Begin

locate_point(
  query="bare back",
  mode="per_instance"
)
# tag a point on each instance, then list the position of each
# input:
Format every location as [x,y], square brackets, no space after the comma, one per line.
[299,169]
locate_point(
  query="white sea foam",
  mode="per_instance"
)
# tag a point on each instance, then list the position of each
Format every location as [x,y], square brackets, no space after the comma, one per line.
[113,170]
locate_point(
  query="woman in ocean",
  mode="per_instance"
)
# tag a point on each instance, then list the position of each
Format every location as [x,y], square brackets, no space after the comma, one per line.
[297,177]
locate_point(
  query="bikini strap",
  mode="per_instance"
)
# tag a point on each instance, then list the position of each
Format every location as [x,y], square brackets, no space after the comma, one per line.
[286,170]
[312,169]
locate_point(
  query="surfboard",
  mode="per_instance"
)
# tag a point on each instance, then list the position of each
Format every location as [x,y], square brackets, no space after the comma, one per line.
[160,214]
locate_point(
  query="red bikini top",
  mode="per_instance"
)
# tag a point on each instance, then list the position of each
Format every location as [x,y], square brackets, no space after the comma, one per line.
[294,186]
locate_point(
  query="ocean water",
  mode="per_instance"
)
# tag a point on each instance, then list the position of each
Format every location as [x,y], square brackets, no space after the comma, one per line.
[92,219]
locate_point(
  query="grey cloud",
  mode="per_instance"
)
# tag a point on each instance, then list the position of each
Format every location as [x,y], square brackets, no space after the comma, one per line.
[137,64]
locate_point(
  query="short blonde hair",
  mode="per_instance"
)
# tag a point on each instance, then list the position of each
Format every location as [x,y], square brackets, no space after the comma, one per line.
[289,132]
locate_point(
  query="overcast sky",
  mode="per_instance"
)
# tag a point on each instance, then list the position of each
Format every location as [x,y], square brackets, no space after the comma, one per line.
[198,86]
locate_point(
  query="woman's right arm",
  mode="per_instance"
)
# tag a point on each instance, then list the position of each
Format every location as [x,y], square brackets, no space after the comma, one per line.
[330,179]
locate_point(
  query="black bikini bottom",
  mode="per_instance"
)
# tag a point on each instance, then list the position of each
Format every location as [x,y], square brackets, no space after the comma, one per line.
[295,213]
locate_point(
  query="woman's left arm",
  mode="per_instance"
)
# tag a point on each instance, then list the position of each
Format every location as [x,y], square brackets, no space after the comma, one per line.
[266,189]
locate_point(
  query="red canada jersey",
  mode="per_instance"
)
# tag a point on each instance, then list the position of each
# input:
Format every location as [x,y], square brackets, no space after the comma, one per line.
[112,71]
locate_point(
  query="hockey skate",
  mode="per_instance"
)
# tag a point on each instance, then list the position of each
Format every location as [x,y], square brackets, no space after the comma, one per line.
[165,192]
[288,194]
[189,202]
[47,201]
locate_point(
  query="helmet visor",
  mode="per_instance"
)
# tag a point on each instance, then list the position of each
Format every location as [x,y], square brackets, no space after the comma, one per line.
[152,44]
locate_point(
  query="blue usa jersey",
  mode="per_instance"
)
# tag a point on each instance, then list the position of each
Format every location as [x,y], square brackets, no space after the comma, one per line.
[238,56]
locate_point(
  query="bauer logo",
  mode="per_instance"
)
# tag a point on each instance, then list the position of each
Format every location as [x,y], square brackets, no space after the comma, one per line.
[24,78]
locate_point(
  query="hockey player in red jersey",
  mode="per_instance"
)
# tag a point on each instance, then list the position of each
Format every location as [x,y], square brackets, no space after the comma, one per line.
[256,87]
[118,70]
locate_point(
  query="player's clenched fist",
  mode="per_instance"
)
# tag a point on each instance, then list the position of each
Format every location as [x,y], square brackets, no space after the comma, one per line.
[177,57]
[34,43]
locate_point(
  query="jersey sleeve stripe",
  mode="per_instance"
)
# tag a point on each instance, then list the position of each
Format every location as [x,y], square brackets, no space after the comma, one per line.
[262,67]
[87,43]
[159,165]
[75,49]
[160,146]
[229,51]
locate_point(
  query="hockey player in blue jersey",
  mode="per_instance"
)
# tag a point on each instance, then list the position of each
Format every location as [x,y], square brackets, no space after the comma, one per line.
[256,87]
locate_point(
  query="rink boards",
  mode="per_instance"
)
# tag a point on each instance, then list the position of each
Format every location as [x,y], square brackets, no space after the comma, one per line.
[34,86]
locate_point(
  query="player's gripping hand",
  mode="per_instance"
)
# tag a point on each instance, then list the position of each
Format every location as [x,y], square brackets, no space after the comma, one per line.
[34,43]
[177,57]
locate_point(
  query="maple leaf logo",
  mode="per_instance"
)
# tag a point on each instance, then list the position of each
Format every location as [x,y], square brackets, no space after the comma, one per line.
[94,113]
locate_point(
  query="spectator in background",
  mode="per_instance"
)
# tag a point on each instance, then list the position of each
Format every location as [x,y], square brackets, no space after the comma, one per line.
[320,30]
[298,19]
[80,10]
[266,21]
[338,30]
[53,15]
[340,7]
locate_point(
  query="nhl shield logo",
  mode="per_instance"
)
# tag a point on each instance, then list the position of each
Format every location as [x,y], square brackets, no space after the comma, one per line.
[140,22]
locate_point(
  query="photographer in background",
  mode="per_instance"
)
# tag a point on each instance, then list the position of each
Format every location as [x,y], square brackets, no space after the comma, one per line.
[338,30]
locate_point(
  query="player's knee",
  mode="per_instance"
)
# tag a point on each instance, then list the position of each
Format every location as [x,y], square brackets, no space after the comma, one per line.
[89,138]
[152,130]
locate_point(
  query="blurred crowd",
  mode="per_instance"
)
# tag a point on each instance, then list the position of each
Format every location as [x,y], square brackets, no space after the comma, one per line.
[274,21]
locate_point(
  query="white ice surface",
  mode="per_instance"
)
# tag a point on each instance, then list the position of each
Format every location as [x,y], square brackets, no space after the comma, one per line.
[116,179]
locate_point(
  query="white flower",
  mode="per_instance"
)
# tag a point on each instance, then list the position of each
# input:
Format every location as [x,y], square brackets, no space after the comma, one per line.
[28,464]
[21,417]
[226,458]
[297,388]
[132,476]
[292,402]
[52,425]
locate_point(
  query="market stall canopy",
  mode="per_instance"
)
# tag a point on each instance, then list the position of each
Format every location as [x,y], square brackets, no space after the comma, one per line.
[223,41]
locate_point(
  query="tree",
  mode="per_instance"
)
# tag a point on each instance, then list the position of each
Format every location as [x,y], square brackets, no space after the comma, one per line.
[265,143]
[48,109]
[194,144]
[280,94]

End

Return all of the data word for word.

locate_point(
  query="bare back",
  mode="per_instance"
)
# tag a point on each instance, then list the position of each
# input:
Format every location as [x,y], square brackets, no space after the comma, one per line.
[299,169]
locate_point(
  query="white sea foam",
  mode="per_instance"
)
# tag a point on each instance, then list the position of each
Format every location as [x,y], square brackets, no space after the comma, one per line.
[113,170]
locate_point(
  query="woman in ocean",
  mode="per_instance"
)
# tag a point on each instance, then list the position of each
Format every location as [x,y], square brackets, no space after the comma, one per line.
[297,177]
locate_point(
  query="bikini strap",
  mode="per_instance"
)
# tag a point on each instance, then list the position of each
Format every location as [x,y], square brackets, no space after the comma, one per line.
[286,170]
[312,169]
locate_point(
  query="surfboard",
  mode="per_instance"
)
# tag a point on each instance, then list the position of each
Format every location as [x,y], square brackets, no space after the comma, one per line.
[160,214]
locate_point(
  query="red bikini top",
  mode="per_instance"
)
# tag a point on each instance, then list the position of each
Format every location as [x,y], square brackets, no space after the comma, one per line.
[294,186]
locate_point(
  query="ocean water",
  mode="per_instance"
)
# tag a point on each instance, then list the position of each
Format every location as [x,y], square brackets, no space after the comma, one per line.
[92,219]
locate_point(
  query="grey cloud",
  mode="per_instance"
)
# tag a point on each instance, then list the position of each
Format every location as [x,y], square brackets, no space after the comma, one per line.
[137,64]
locate_point(
  query="short blonde hair",
  mode="per_instance"
)
# tag a point on each instance, then list the position of each
Format every location as [x,y], square brackets, no space after the comma, one per line.
[289,132]
locate_point(
  query="overcast sky",
  mode="per_instance"
)
# tag a point on each instance, then list the position of each
Format every location as [x,y], square brackets, no space after the comma, one per line.
[198,86]
locate_point(
  query="woman's right arm",
  mode="per_instance"
)
# tag a point on each instance, then list the position of each
Format every location as [x,y], square brackets, no space after the comma, one per line.
[330,179]
locate_point(
  query="black bikini bottom",
  mode="per_instance"
)
# tag a point on each instance, then list the position of each
Format every location as [x,y], square brackets, no space after the comma, one per line.
[295,213]
locate_point(
  query="woman's left arm",
  mode="per_instance"
)
# tag a point on each instance, then list the position of each
Format every location as [x,y], square brackets, no space after the comma, one per line.
[266,189]
locate_point(
  query="red canada jersey",
  mode="per_instance"
)
# tag a point on each instance, then list the position of each
# input:
Format every location as [x,y], square brackets, no space after the comma, one per line.
[112,71]
locate_point(
  query="hockey skate",
  mode="per_instance"
)
# tag a point on each instance, then list the position of each
Format every location as [x,y], square brackets, no space after the comma, one per line.
[165,192]
[288,194]
[189,202]
[47,201]
locate_point(
  query="helmet visor",
  mode="per_instance"
)
# tag a point on each instance, then list the position of each
Format every location as [x,y], square brackets, no space after the comma, one per line.
[152,44]
locate_point(
  query="blue usa jersey",
  mode="per_instance"
)
# tag a point on each instance, then list the position of each
Format every location as [x,y], square brackets, no space after the comma, one per line.
[238,56]
locate_point(
  query="bauer logo",
  mode="per_instance"
)
# tag a point on each instance, then list the position of each
Format every location as [x,y], square brackets, no space after the comma, one per line.
[24,78]
locate_point(
  query="hockey player in red jersey",
  mode="per_instance"
)
# tag a point on each instance, then list the position of each
Format every location as [x,y], square brackets, no space after the comma, one per line.
[256,87]
[118,70]
locate_point(
  query="player's clenched fist",
  mode="per_instance"
)
# tag a point on each instance, then list the position of each
Format every location as [x,y], square brackets, no space after the comma, one per line.
[177,57]
[34,43]
locate_point(
  query="jersey sleeve stripe",
  mode="per_instance"
)
# tag a point on each instance, then list the position of each
Format every location as [x,y], square brackets, no space after the comma, one per line.
[262,67]
[87,43]
[159,165]
[75,49]
[160,146]
[229,51]
locate_point(
  query="hockey player in blue jersey",
  mode="per_instance"
)
# tag a point on each instance, then list the position of each
Format every location as [x,y], square brackets, no space after the comma, one per line.
[256,87]
locate_point(
  query="rink boards",
  mode="per_instance"
)
# tag a point on each instance, then list the position of each
Format every location as [x,y], square brackets, no space after the comma, one per line.
[34,86]
locate_point(
  query="player's gripping hand",
  mode="per_instance"
)
# tag a point on each instance, then list the position of each
Format every location as [x,y], square brackets, no space after the comma, one per line.
[34,43]
[177,57]
locate_point(
  query="maple leaf logo",
  mode="per_instance"
)
# tag a point on each instance, then list the position of each
Format every location as [x,y], square brackets, no space after the comma, one per line.
[94,113]
locate_point(
  query="spectator in background",
  mode="per_instance"
)
# tag a point on each instance, then list the position of each
Format every location as [x,y], square brackets, no space after the comma, one per line.
[320,30]
[298,19]
[80,10]
[266,21]
[338,30]
[53,15]
[340,7]
locate_point(
  query="nhl shield logo",
  mode="per_instance"
)
# tag a point on each instance, then list the position of each
Format every location as [x,y], square brackets, no space after the comma, one per line.
[140,22]
locate_point(
  query="photographer in background",
  mode="per_instance"
)
# tag a point on each instance, then list the position of each
Format every location as [x,y], square brackets, no space after the comma, one per line.
[338,30]
locate_point(
  query="player's knee",
  mode="per_instance"
)
# tag a point on each instance, then list the position of each
Format every location as [x,y], square brackets, no space after the comma, one per line.
[89,138]
[152,130]
locate_point(
  query="blurred crowd",
  mode="per_instance"
)
# tag a point on each instance, then list the position of each
Format every location as [x,y], square brackets, no space after the comma, one per line.
[274,21]
locate_point(
  query="white ice surface",
  mode="per_instance"
)
# tag a point on each instance, then list the position of each
Format every location as [x,y], square brackets, no space after the comma, one per line.
[116,179]
locate_point(
  query="white flower",
  mode="per_instance"
)
# tag a point on each instance, then list the position of each
# input:
Format every location as [x,y], square brackets, no space after the comma, one per line.
[28,464]
[21,417]
[226,458]
[297,388]
[132,476]
[292,402]
[52,425]
locate_point(
  query="market stall canopy",
  mode="per_instance"
)
# tag a point on each instance, then list the position of each
Format every location as [x,y], square brackets, no space after the comma, one per line.
[223,41]
locate_point(
  query="tree",
  mode="per_instance"
)
# tag a point on each instance, then list the position of each
Format every location as [x,y], square brackets, no space after the comma, one per line.
[265,143]
[48,109]
[194,144]
[280,94]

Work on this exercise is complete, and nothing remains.